• [Goal of the exercise]:
With the exception of the pictures, transcribe the entire listing exactly.

/---

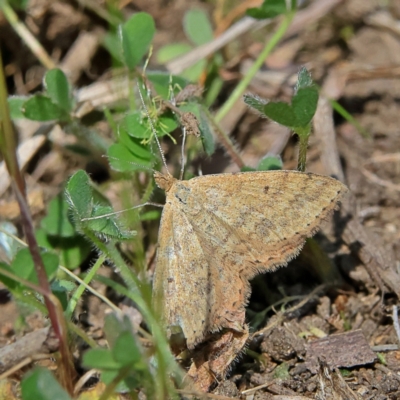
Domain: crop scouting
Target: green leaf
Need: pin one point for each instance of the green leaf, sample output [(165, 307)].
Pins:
[(205, 126), (193, 73), (79, 194), (73, 251), (197, 27), (247, 169), (282, 113), (171, 51), (303, 79), (136, 126), (122, 159), (270, 163), (56, 222), (304, 104), (41, 108), (112, 44), (41, 384), (269, 9), (16, 103), (100, 359), (136, 35), (58, 89)]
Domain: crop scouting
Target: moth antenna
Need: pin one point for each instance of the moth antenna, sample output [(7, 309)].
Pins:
[(183, 154), (153, 130), (148, 203), (173, 102)]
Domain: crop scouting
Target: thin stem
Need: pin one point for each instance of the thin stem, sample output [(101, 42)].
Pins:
[(27, 37), (183, 154), (84, 285), (239, 90)]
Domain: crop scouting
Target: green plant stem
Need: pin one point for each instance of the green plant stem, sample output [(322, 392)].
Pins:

\---

• [Answer to this problem]:
Domain: crop scouting
Target: green leaf
Need: pin one point for each instance of the green leaf, sample output [(165, 307)].
Pins:
[(205, 126), (193, 73), (79, 194), (73, 251), (197, 27), (247, 169), (282, 113), (171, 51), (303, 79), (136, 126), (122, 159), (270, 163), (56, 222), (304, 104), (41, 108), (112, 44), (41, 384), (269, 9), (16, 103), (100, 359), (136, 35), (58, 89)]
Domain: crop scouting
Target: moth antenna
Need: pin one point for each instance of the moth antenna, sample output [(7, 309)].
Pins:
[(183, 154), (153, 130), (148, 203), (173, 102)]
Domain: crop scouting
Target: thin stem
Need: pin one point for each instance of the thin stem, sample output [(101, 42)].
Pins:
[(27, 37), (183, 154), (84, 285), (239, 90)]
Domain: crop scouting
Target: green plant stem
Need: pin one point for each instance of the green plant stem, sample output [(322, 392)].
Pins:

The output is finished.